Consultora jurídica da ANR explica MP 927 e sua aplicabilidade nos  contratos de trabalho - ANR Brasil

Instituto lembra que medidas não consideram participação dos sindicatos e nem levam em conta as condições de saúde e segurança no trabalho

As medidas contidas na Medida Provisória (MP) 927 “só atenderam o setor empresarial e se baseiam unicamente na redução das prerrogativas dos trabalhadores”, diz o Dieese em nota técnica. O instituto cita a possibilidade de alterar regras como jornada, férias, turnos de revezamento e vigências de acordos e convenções coletivas, na medida em que a MP prevê negociações individuais, enfraquecendo o trabalhador.

“Sabe-se que a negociação individual entre empregado e empregador é totalmente desequilibrada em favor deste último, o que se acentua ainda mais num momento de crise e desemprego”,afirma o Dieese. “Portanto, na prática, a renegociação dos contratos se constitui em carta branca para os empregadores imporem os próprios interesses em detrimento dos trabalhadores. E, para viabilizar a soberania do empresário, o governo tolhe ainda mais as prerrogativas dos sindicatos em defender os trabalhadores a entidade representa.”

Depois da reação negativa, o governo retirou o artigo 18 da MP, que permitia suspender contratos e pagamento de salários por até quatro meses. Mas a medida contém outros itens negativos para os trabalhadores, e existe pressão para que o Congresso devolva o texto ao Executivo.

Sem negociação coletiva?

Na nota, o Dieese faz dois questionamentos sobre o conteúdo da MP, divulgada na noite de domingo (22). “Se a crise atinge o conjunto dos trabalhadores, por que não subordinar eventuais soluções à negociação coletiva com os sindicatos, numa hora em que o trabalhador, individualmente, encontra-se tão fragilizado? Como impedir que um empregador inescrupuloso force um acordo individual amplo e o caracterize como ‘com vistas à manutenção do vínculo de emprego’ – termo por demais genérico –, sem sequer assegurar de fato esse vínculo?”

• _Dados brutos_:

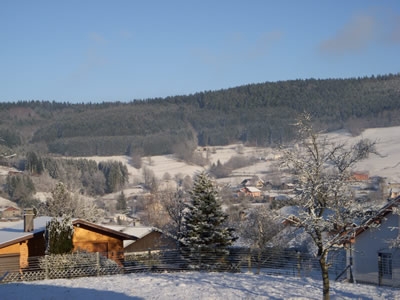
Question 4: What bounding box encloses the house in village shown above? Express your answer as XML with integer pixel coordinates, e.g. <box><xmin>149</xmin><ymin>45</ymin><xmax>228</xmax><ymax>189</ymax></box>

• _O que fazer_:
1. Responda às perguntas abaixo com base no texto sobre a MP 927.
(a) Segundo o Dieese, qual setor as medidas da MP 927 atenderam?
(b) Qual artigo o governo retirou da MP depois da reação negativa, e o que ele permitia?
(c) Em que dia a MP foi divulgada?
2. Escreva a continuação do texto sobre a MP 927, começando logo após a última frase apresentada.

• _Respostas escritas_:
1.
(a) Só o setor empresarial.
(b) O artigo 18, que permitia suspender contratos e pagamento de salários por até quatro meses.
(c) Na noite de domingo (22).

2.
O instituto observa que as medidas apresentadas pelo governo não garantem a manutenção do emprego, nem a remuneração. “Logo de início, o texto faz menção à hipótese de ‘força maior’, prevista no Artigo 501 da Consolidação das Leis do Trabalho (CLT), para caracterizar a situação de calamidade pública. Nesse sentido, a MP autoriza, entre outras ações, a redução salarial de até 25%, sem correspondente redução da jornada, como disposto no Artigo 503 da mesma CLT”, diz o Dieese, lembrando que esse artigo é controverso: “A Constituição Federal condiciona a redução salarial à negociação coletiva”.

Outro item previsto é o do chamado teletrabalho, “adotado a critério do empregador, independentemente da existência de acordo individual ou coletivo prévio a respeito”, observa o Dieese. “Importa notar que o empregador não é obrigado a estabelecer o teletrabalho mesmo quando a situação epidêmica colocar em risco a saúde dos empregados, revelando que essa medida atende apenas o interesse de uma das partes.”

A entidade comenta ainda tópicos como antecipação de férias individuais e concessão de férias coletivas, feriados, banco de horas, saúde e segurança, postergação do pagamento do FGTS, prorrogação de jornada dos profissionais da saúde, suspensão da fiscalização e descaracterização do covid-19 como doença ocupacional, “exceto se houver comprovação do nexo causal”.

O Dieese destaca ainda a falta de participação das entidades sindicais nas ações, “tornando notório o desprezo do governo a qualquer processo de negociação entre empresas e sindicatos, o que enfraquece o lado dos trabalhadores nesse momento agudo de crise”. E considera “notório também o descaso com as condições de vida e de segurança do trabalhador, visto que não são propostas quaisquer medidas econômicas ou sanitárias nesse sentido”.